DO THIS
Your task is to print all of the data word for word.
-- begin --
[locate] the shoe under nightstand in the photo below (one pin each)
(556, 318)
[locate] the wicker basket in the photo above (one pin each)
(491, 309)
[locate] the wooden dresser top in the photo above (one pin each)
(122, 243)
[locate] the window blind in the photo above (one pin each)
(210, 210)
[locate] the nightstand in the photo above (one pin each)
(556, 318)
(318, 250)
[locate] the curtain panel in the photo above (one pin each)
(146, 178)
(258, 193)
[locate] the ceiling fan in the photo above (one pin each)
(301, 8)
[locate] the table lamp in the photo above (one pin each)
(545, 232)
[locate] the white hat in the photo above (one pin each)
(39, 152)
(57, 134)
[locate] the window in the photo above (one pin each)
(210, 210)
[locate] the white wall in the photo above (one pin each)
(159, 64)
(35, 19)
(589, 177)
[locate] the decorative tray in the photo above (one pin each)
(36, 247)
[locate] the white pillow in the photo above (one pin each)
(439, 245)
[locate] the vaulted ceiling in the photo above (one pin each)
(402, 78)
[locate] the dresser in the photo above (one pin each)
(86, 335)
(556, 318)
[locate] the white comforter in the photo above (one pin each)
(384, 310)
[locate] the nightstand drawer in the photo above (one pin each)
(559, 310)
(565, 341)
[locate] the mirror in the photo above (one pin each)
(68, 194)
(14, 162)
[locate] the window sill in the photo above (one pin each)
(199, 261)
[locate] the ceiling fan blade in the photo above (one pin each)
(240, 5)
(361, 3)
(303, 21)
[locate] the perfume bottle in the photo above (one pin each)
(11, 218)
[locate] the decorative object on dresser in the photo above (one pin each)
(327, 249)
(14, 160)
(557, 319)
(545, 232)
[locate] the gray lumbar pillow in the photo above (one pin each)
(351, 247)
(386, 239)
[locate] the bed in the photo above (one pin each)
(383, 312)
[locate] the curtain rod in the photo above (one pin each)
-- end --
TASK OUTPUT
[locate] the shoe under nightstand in the photo below (one pin each)
(556, 318)
[locate] the wicker basket in the photo above (one pin each)
(491, 309)
[locate] the wooden dresser top in the photo above (one pin each)
(122, 243)
[locate] the window blind in the photo above (one pin each)
(210, 210)
[locate] the nightstand in the photo above (one pin each)
(556, 318)
(318, 250)
[locate] the curtain panel in the photo above (one pin each)
(146, 178)
(258, 193)
[locate] the ceiling fan in the photo above (one pin each)
(301, 8)
[locate] the table lamp in the photo above (one pin each)
(545, 232)
[locate] the white hat in the photo above (one pin each)
(39, 152)
(57, 134)
[locate] the window in the photo above (one pin each)
(210, 210)
[locate] the white wall in the photo above (one pin each)
(159, 64)
(35, 19)
(589, 177)
[locate] the decorative tray in the photo above (one pin each)
(36, 247)
[locate] the white pillow in the photo above (one pin each)
(439, 245)
[locate] the vaulted ceiling in the photo above (one pin each)
(402, 78)
[locate] the dresser in the photo above (one pin each)
(86, 335)
(556, 318)
[locate] the white comforter in the photo above (one pin each)
(384, 310)
[locate] the nightstand drawer in the photo above (one pin each)
(559, 310)
(565, 341)
[locate] the mirror in the photo above (one pin each)
(68, 194)
(14, 162)
[locate] the window sill in the photo above (one pin each)
(199, 261)
[locate] the ceiling fan blade in the photo above (one pin each)
(240, 5)
(361, 3)
(303, 21)
[locate] the perfume bottle in the photo above (one pin each)
(11, 218)
[locate] the decorative object on dresser in the photo above (one pin each)
(327, 249)
(14, 160)
(557, 319)
(545, 232)
[locate] the gray lumbar pillow in the photo above (one pin each)
(351, 247)
(386, 239)
[locate] the bed in the photo above (one pin each)
(383, 312)
[locate] the curtain rod in the photo above (one pin each)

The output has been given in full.